◆ WHAT YOU HAVE TO DO ◆
Copy the entries below exactly. Images do not belong in the copy.

◆ ENTRIES PROVIDED ◆
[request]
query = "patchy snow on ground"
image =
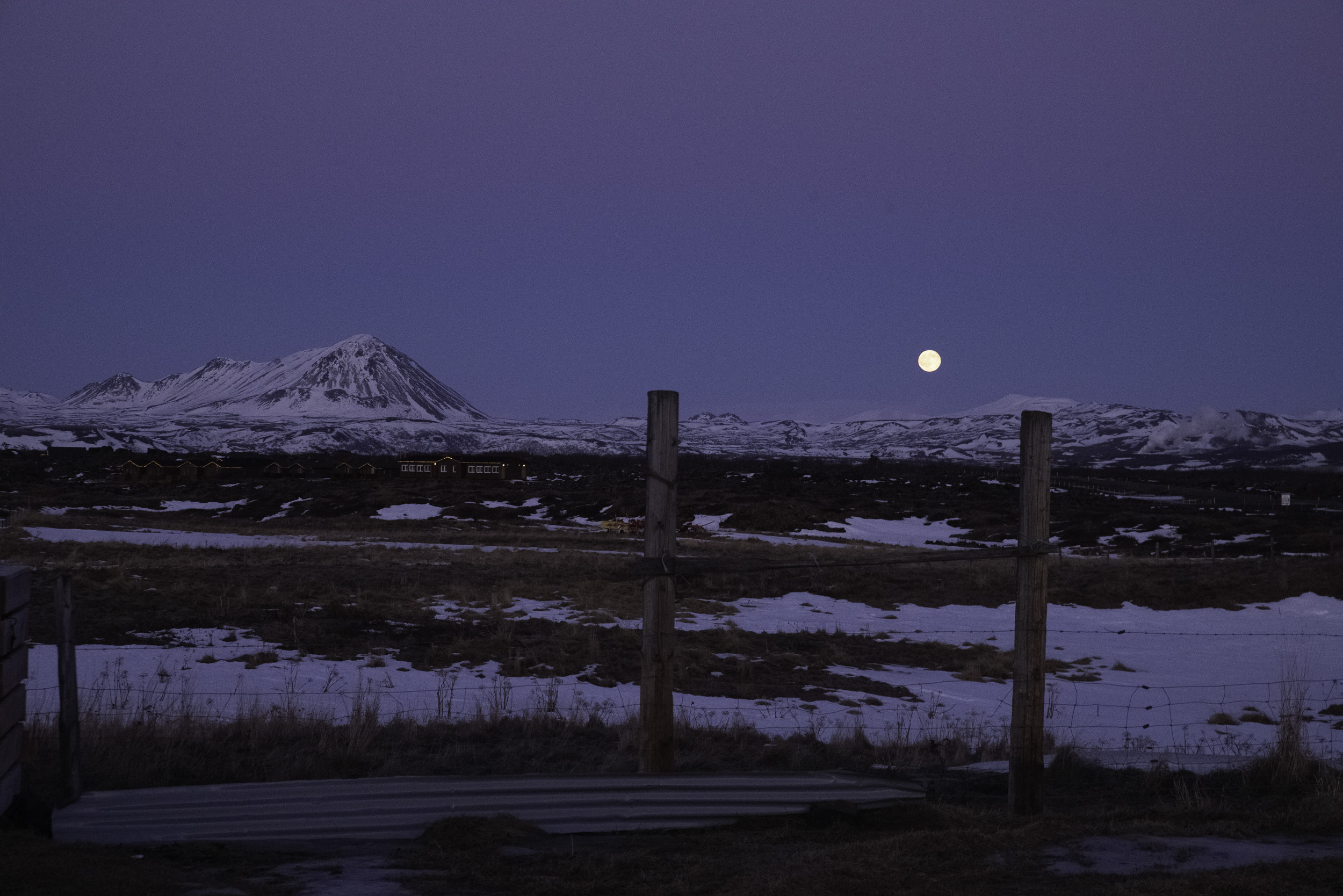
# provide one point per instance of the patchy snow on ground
(1166, 531)
(284, 510)
(915, 532)
(1177, 668)
(409, 512)
(1140, 855)
(179, 539)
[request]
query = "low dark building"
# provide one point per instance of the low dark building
(493, 468)
(428, 467)
(436, 467)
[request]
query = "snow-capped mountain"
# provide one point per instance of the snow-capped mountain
(363, 395)
(359, 378)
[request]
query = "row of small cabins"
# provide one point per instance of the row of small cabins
(426, 467)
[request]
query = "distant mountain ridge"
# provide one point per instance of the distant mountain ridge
(356, 378)
(366, 396)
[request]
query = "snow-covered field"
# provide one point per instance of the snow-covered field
(1177, 669)
(914, 532)
(179, 539)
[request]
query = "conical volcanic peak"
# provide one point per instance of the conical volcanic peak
(358, 378)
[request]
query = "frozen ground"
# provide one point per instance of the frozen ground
(914, 532)
(1181, 855)
(179, 539)
(1175, 669)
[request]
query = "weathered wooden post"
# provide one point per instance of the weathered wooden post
(1027, 763)
(69, 683)
(657, 736)
(15, 586)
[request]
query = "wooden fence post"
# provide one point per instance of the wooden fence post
(15, 586)
(657, 735)
(69, 683)
(1027, 762)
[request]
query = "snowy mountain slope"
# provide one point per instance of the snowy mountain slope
(363, 395)
(15, 404)
(359, 378)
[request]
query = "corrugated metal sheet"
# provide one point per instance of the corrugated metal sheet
(401, 808)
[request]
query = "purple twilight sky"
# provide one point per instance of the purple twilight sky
(771, 207)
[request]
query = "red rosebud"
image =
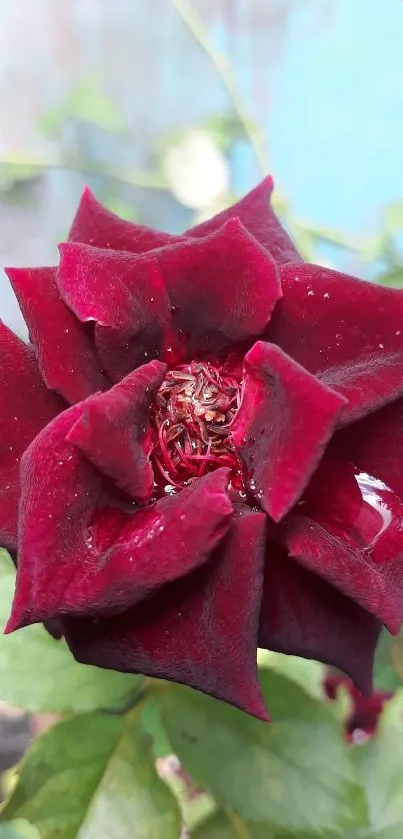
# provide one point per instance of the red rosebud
(212, 457)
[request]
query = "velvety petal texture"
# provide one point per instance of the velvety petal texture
(281, 429)
(94, 225)
(201, 631)
(256, 214)
(349, 531)
(347, 332)
(202, 451)
(303, 615)
(26, 406)
(121, 417)
(77, 556)
(222, 288)
(126, 299)
(64, 347)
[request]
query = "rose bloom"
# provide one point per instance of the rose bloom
(202, 452)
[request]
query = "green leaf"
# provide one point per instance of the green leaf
(18, 829)
(93, 776)
(305, 672)
(228, 826)
(85, 102)
(295, 774)
(393, 279)
(40, 674)
(379, 764)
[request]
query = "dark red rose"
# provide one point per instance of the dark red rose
(363, 717)
(206, 454)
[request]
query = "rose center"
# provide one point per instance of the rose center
(190, 423)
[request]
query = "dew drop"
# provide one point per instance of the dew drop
(89, 541)
(169, 489)
(375, 493)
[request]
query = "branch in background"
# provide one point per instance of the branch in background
(220, 61)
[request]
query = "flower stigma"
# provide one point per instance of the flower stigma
(190, 422)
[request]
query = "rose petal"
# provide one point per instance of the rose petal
(223, 288)
(126, 298)
(201, 631)
(25, 407)
(357, 547)
(77, 559)
(303, 615)
(360, 356)
(65, 351)
(113, 430)
(375, 445)
(286, 418)
(256, 214)
(94, 225)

◆ EXERCISE OUTPUT ◆
[request]
query = "patchy snow on ground"
image =
# provide one point per instance of the patchy snow on ground
(1166, 531)
(284, 510)
(915, 532)
(1177, 668)
(409, 512)
(1140, 855)
(179, 539)
[request]
query = "low dark building"
# provide one point per instance of the low dark building
(493, 468)
(428, 467)
(436, 467)
[request]
query = "snow-capped mountain"
# provide one point per instance of the snow-capped mountain
(363, 395)
(359, 378)
[request]
query = "row of small cabins"
# provide one point per instance of the row of small cabins
(426, 467)
[request]
query = "distant mountain ridge"
# provide one point per instance of the distant mountain ridge
(356, 378)
(366, 396)
[request]
query = "snow-covered field"
# provide one point per instance of the snow-covered field
(1177, 669)
(914, 532)
(179, 539)
[request]
query = "conical volcanic peak"
# provide one point per instance of the conical volcanic peak
(358, 378)
[request]
query = "frozen ground"
# provide one point per instance of the frozen ground
(914, 532)
(1181, 855)
(179, 539)
(1175, 669)
[request]
query = "weathered wooden post"
# provide one point per instance of the weathered wooden post
(1027, 763)
(69, 683)
(657, 736)
(15, 586)
[request]
query = "wooden fence post"
# provide one point per instance of the wooden fence post
(15, 586)
(657, 735)
(69, 683)
(1027, 762)
[request]
query = "snowy mountain slope"
# provide one point per instance of the snowy mountain slope
(363, 395)
(15, 404)
(359, 378)
[request]
query = "corrugated metal sheet"
# provide one point per instance of the corrugated metal sheet
(401, 808)
[request]
query = "purple twilight sky"
# provide one point per instance of the purple twilight sky
(771, 207)
[request]
query = "red rosebud"
image =
# provide one point per instance of the red rosebud
(212, 457)
[request]
query = "velvety petal texture"
# provide one point per instance of the velvety petal texture
(281, 429)
(94, 225)
(201, 631)
(256, 214)
(349, 531)
(347, 332)
(202, 451)
(303, 615)
(26, 406)
(121, 417)
(77, 556)
(222, 288)
(126, 299)
(64, 347)
[request]
query = "rose bloom"
# provide one point per instance of the rose bloom
(202, 452)
[request]
query = "green leaf"
# provide one point per instance of the green leaf
(18, 829)
(93, 776)
(305, 672)
(228, 826)
(85, 102)
(295, 774)
(393, 279)
(40, 674)
(379, 764)
[request]
query = "dark red rose"
# provide one point per instance of the dark red rose
(363, 717)
(206, 454)
[request]
query = "rose center"
# provide one point per instance of the rose center
(190, 423)
[request]
query = "dew drop"
# provide one point per instance of the dew drop
(89, 541)
(169, 489)
(375, 493)
[request]
query = "branch in background"
# provide one point per instance of the branch in background
(220, 61)
[request]
query = "flower stigma"
# provide one point per instance of the flower stigma
(190, 422)
[request]
query = "rose petal"
# provide one point per instance of the rose petal
(223, 288)
(126, 298)
(201, 631)
(25, 407)
(357, 547)
(77, 559)
(303, 615)
(360, 356)
(65, 351)
(113, 430)
(375, 445)
(286, 418)
(256, 214)
(94, 225)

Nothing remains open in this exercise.